_Aim:_ Rewrite the items with every "biggest circle" changed to "largest circle", leaving everything else as it is.

(Position identification records)

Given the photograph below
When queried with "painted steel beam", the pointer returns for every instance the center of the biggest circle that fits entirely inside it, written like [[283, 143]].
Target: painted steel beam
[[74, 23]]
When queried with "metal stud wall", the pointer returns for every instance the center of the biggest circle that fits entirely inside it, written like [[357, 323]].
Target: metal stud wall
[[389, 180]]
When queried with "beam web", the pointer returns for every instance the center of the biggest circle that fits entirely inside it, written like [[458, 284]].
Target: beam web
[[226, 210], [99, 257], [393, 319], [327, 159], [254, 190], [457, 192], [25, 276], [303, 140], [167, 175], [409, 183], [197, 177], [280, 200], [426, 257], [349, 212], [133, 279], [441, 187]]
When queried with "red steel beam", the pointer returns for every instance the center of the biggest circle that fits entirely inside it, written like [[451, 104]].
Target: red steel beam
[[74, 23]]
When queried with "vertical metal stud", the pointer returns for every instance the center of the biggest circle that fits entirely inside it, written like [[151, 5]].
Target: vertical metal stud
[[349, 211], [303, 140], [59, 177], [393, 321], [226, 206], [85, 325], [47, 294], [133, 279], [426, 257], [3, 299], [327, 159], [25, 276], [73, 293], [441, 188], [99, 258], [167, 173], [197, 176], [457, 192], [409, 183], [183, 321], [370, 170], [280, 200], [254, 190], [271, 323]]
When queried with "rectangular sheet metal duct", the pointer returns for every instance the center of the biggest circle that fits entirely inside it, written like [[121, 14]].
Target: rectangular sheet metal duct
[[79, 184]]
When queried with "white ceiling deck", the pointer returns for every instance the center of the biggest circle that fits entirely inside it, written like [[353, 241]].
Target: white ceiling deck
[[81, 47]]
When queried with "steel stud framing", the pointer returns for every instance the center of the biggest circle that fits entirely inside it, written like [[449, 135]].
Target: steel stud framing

_Worked answer:_
Given the photograph below
When queried with "painted steel beam", the pointer returns for every instance the center of the largest circle that fits entirely inside it, written like [[283, 143]].
Target: painted steel beam
[[74, 23]]
When queried with "metal stud wall", the pointer returns for every instance the center of the largest circle that fits entirely inside it, written like [[357, 323]].
Target: metal stud wall
[[389, 180]]
When queried with "beam web", the pointer returns for every instance the center of the largest circle that fits entirely inside it, written like [[458, 284]].
Target: beam web
[[226, 210], [99, 257], [393, 319], [327, 159], [254, 190], [457, 192], [25, 276], [303, 140], [167, 175], [409, 183], [197, 177], [280, 200], [426, 257], [349, 212], [133, 279], [441, 187]]
When queried with "red steel beam", the pointer returns for every instance the center of the largest circle that fits entirely inside it, written like [[451, 104]].
Target: red steel beam
[[74, 23]]
When queried with "vertical metal stud", the pointer returns for every instance the center of the largest circle that fits entirely inside it, written like [[151, 5]].
Target: vertical metal stud
[[349, 211], [303, 140], [59, 177], [393, 321], [226, 206], [85, 325], [47, 294], [133, 279], [426, 257], [3, 299], [327, 159], [25, 276], [73, 293], [441, 188], [99, 258], [167, 173], [197, 176], [457, 192], [409, 183], [183, 321], [370, 170], [280, 200], [254, 190], [271, 323]]
When queried with "rectangular sheet metal duct", the pointer returns for every instance the center of the largest circle that fits entirely inside it, written like [[121, 14]].
Target: rectangular sheet metal duct
[[79, 184]]
When queried with "white ceiling deck", the pointer returns for every instance the center of the largest circle that fits entirely inside it, written like [[353, 241]].
Target: white ceiling deck
[[81, 47]]
When queried with "steel stud framing", the pointer returns for every instance the center of the largest circle that fits entirely inside it, written like [[449, 135]].
Target: steel stud framing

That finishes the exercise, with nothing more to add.